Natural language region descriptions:
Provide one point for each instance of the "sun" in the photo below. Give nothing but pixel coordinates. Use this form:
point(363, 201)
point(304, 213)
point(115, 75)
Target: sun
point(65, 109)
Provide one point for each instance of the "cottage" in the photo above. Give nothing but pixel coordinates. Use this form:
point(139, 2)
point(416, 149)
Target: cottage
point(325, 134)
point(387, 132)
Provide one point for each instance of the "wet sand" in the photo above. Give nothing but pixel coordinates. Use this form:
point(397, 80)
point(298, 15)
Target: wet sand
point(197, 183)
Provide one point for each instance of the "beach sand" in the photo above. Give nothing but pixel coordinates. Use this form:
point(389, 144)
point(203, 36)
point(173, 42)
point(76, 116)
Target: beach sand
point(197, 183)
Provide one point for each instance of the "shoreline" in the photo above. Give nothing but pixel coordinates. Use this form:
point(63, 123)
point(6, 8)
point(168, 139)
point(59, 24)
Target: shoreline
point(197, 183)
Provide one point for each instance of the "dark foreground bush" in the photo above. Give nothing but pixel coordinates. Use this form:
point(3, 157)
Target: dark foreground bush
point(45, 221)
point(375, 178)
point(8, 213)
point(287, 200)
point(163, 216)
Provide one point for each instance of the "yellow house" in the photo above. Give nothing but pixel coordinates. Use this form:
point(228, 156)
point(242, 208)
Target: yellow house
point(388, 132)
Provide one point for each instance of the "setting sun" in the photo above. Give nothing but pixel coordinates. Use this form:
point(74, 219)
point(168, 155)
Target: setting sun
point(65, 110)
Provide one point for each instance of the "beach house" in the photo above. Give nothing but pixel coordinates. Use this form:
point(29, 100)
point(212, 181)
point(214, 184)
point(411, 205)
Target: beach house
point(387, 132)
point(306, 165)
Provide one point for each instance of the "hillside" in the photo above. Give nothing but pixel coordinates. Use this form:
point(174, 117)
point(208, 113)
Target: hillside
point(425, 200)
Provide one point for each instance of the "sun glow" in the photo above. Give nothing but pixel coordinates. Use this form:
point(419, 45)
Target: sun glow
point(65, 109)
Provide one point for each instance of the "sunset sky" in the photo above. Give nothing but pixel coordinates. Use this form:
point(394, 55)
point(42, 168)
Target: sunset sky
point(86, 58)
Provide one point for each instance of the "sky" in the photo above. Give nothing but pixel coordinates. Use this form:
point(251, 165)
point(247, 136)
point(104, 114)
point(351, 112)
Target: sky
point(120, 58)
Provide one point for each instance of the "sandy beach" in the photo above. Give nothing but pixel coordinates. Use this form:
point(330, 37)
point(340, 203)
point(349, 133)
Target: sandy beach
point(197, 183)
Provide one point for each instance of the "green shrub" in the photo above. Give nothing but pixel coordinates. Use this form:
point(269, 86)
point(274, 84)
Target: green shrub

- Work required -
The records are to be duplicated in full, with every word kept exactly.

- Response to the task -
Provide one point for each instance of the "sun" in the photo below. Give nothing but pixel coordinates. Use this form:
point(363, 201)
point(304, 213)
point(115, 75)
Target: sun
point(65, 109)
Provide one point for each instance of the "cottage" in the photo above. Give nothing but pixel coordinates. Use this form:
point(139, 2)
point(416, 149)
Target: cottage
point(325, 134)
point(387, 132)
Provide one point for each instance of the "wet sand" in the photo above. Give nothing but pixel coordinates. Use this form:
point(397, 80)
point(298, 15)
Target: wet sand
point(197, 183)
Provide one point for each instance of the "beach sand" in the photo above. Give nothing but pixel coordinates. Use this form:
point(389, 144)
point(203, 36)
point(173, 42)
point(76, 116)
Target: beach sand
point(197, 183)
Provide one point for each instance of the "shoreline" in the photo above. Give nothing but pixel coordinates. Use this form:
point(63, 123)
point(6, 8)
point(168, 139)
point(59, 24)
Target: shoreline
point(197, 183)
Provide one point for each instance of the "dark foreground bush" in the photo above. Give nothing but pixel coordinates. Use this form:
point(3, 157)
Target: dark foreground bush
point(45, 221)
point(375, 178)
point(8, 213)
point(287, 200)
point(163, 216)
Provide one point for each instance of the "yellow house" in the photo above. Give nothing but pixel coordinates. Use this form:
point(228, 156)
point(242, 208)
Target: yellow house
point(388, 132)
Provide one point for each instance of the "setting sun" in the photo above. Give nothing but pixel coordinates. Use this form:
point(74, 219)
point(168, 155)
Target: setting sun
point(65, 110)
Provide one point for each instance of the "beach house" in the photo above. Give nothing but pixel coordinates. Use this form:
point(29, 100)
point(212, 181)
point(214, 184)
point(411, 205)
Target: beach house
point(387, 132)
point(306, 165)
Provide one point for each instance of the "hillside" in the photo above. Give nothing but pixel coordinates. Use this form:
point(174, 117)
point(208, 113)
Target: hillside
point(425, 200)
Provide one point for each instance of the "sun glow" in the photo above. Give nothing but pixel coordinates. Use this form:
point(419, 45)
Target: sun glow
point(65, 109)
Provide one point for each instance of the "sunset sky" in the photo above. Give nothing but pixel coordinates. Use this form:
point(394, 55)
point(42, 168)
Target: sunset sky
point(86, 58)
Provide one point for each instance of the "sky" in the photo above. Give nothing but pixel coordinates. Use this form:
point(251, 165)
point(247, 136)
point(104, 114)
point(351, 112)
Target: sky
point(120, 58)
Provide one point for each instance of the "sandy beach" in the photo above. Give nothing but pixel coordinates. Use this form:
point(330, 37)
point(340, 203)
point(349, 133)
Target: sandy beach
point(197, 183)
Provide one point for each instance of the "green shrub" in the photo above. Give nothing but pixel coordinates. Use this form:
point(269, 86)
point(274, 84)
Target: green shrub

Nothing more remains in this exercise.